(Items from a data source)
==*==

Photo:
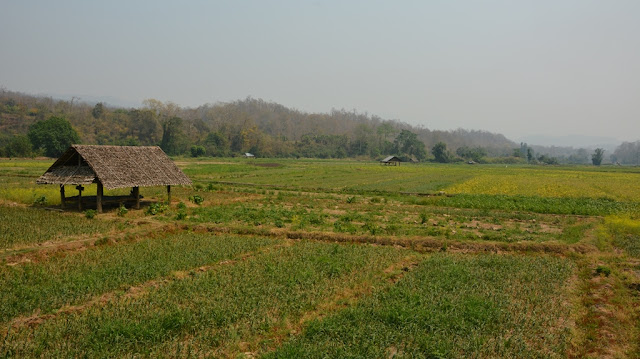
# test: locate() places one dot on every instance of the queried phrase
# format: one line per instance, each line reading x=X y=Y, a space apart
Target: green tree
x=53 y=136
x=597 y=157
x=441 y=153
x=408 y=145
x=474 y=154
x=19 y=146
x=98 y=110
x=530 y=156
x=197 y=151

==*==

Every line in the data above that includes the word "instance" should be copied.

# test: locate() places one dot on every instance of the queried phrase
# format: one line per instance, each line reading x=X y=Y, a space apart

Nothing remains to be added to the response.